■ **What is expected**
Can you turn every line of the data below into a Markdown table with the columns No. and Line, numbering each row and leaving out the blank lines?

--- START ---

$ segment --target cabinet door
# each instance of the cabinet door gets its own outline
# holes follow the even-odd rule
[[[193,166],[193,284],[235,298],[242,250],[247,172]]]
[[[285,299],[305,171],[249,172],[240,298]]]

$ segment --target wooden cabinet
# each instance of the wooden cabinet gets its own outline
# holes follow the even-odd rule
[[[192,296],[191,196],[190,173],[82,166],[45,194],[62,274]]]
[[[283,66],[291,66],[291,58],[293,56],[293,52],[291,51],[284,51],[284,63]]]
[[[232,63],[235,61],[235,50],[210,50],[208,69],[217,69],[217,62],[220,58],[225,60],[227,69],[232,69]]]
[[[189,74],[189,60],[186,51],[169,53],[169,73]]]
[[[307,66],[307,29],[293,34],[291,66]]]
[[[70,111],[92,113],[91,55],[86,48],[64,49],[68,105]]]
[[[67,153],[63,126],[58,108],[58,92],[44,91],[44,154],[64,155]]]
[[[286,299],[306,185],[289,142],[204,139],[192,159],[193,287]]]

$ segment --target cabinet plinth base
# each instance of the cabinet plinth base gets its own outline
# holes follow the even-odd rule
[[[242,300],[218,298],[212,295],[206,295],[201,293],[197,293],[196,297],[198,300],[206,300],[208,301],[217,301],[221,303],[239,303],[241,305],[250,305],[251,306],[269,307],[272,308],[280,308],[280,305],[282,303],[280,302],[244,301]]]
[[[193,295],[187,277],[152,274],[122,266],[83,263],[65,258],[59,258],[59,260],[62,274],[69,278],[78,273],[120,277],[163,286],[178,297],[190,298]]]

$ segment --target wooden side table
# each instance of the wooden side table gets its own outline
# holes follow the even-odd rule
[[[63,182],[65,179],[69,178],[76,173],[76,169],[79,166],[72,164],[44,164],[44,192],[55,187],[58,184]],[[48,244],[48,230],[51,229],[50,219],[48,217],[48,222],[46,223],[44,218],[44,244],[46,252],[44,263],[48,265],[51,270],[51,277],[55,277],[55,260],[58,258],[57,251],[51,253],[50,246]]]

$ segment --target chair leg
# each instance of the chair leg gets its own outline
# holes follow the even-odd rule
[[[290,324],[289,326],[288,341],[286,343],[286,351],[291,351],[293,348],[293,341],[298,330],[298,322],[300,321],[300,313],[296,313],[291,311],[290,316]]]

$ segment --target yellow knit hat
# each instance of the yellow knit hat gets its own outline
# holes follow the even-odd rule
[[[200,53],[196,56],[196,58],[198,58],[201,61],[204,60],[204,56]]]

--- END ---

■ **Response to the task**
| No. | Line |
|---|---|
| 1 | $ segment --target cabinet door |
| 2 | # each instance of the cabinet door gets its own outline |
| 3 | # holes follow the even-odd rule |
| 4 | [[[193,166],[193,284],[235,298],[242,250],[247,172]]] |
| 5 | [[[285,299],[305,171],[249,172],[240,298]]] |
| 6 | $ segment --target wooden cabinet |
| 7 | # each instance of the wooden cabinet gets its own outline |
| 8 | # holes follow the even-odd rule |
| 9 | [[[192,296],[191,196],[190,173],[82,166],[45,194],[62,274]]] |
| 10 | [[[283,66],[291,66],[291,58],[293,56],[293,52],[291,51],[284,51],[284,63]]] |
| 11 | [[[232,63],[235,61],[235,50],[210,50],[208,69],[217,69],[217,62],[220,58],[225,60],[227,69],[232,69]]] |
| 12 | [[[189,74],[189,60],[186,51],[169,53],[169,73]]] |
| 13 | [[[307,66],[307,29],[293,34],[291,66]]] |
| 14 | [[[70,111],[92,113],[91,55],[86,48],[64,49],[68,105]]] |
| 15 | [[[67,153],[63,126],[58,108],[58,92],[44,91],[44,154],[64,155]]] |
| 16 | [[[286,299],[306,185],[289,142],[204,139],[192,159],[193,287]]] |
| 17 | $ segment --target cabinet plinth base |
| 18 | # each instance of the cabinet plinth base gets its own outline |
| 19 | # holes follow the even-odd rule |
| 20 | [[[242,300],[218,298],[212,295],[206,295],[201,293],[197,293],[196,297],[198,300],[206,300],[208,301],[217,301],[221,303],[239,303],[241,305],[250,305],[251,306],[269,307],[272,308],[280,308],[280,305],[282,303],[280,302],[244,301]]] |
| 21 | [[[193,295],[187,277],[152,274],[122,266],[83,263],[65,258],[59,258],[59,260],[62,274],[69,278],[78,273],[120,277],[163,286],[178,297],[190,298]]] |
| 22 | $ segment --target wooden side table |
| 23 | # each instance of the wooden side table gets its own outline |
| 24 | # holes follow the even-odd rule |
| 25 | [[[63,182],[65,179],[69,178],[76,173],[76,169],[79,166],[72,164],[44,164],[44,192],[55,187],[58,184]],[[48,244],[48,230],[51,229],[50,219],[48,217],[48,222],[46,223],[44,218],[44,244],[46,252],[44,263],[48,265],[51,270],[51,277],[55,277],[55,260],[58,258],[57,251],[51,253],[50,246]]] |
| 26 | $ segment --target chair leg |
| 27 | # each instance of the chair leg gets its own outline |
| 28 | # holes follow the even-odd rule |
| 29 | [[[290,324],[289,326],[288,341],[286,343],[286,351],[291,351],[293,348],[293,341],[298,330],[298,322],[300,321],[300,313],[296,313],[291,311],[290,316]]] |
| 30 | $ segment --target yellow knit hat |
| 31 | # each instance of the yellow knit hat gets its own outline |
| 32 | # holes follow the even-odd rule |
| 33 | [[[200,53],[196,56],[196,58],[198,58],[201,61],[204,60],[204,56]]] |